### What is needed
Hunt through the lines below for the string "query" and copy each one that has it.

(Dataset entries)
==========
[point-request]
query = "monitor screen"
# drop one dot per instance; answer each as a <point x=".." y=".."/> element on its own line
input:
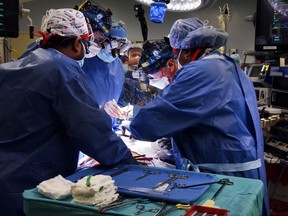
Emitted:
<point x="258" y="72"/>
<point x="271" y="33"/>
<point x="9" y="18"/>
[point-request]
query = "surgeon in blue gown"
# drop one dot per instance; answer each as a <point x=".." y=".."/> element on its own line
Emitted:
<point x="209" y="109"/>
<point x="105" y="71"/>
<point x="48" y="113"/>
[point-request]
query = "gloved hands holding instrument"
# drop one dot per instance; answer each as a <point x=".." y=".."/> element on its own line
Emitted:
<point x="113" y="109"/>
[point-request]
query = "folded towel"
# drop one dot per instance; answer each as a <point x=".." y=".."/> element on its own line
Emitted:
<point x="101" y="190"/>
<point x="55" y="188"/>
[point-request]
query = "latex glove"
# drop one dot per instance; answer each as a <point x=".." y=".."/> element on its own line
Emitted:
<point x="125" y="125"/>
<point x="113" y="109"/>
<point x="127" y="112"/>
==========
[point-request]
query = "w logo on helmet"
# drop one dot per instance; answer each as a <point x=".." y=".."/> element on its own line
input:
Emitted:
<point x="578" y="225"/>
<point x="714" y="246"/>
==========
### Written reply
query = "monitor screen"
query = "surgeon in blue gown"
query = "gloved hands holding instrument"
query = "folded towel"
query = "latex glove"
query = "w logo on helmet"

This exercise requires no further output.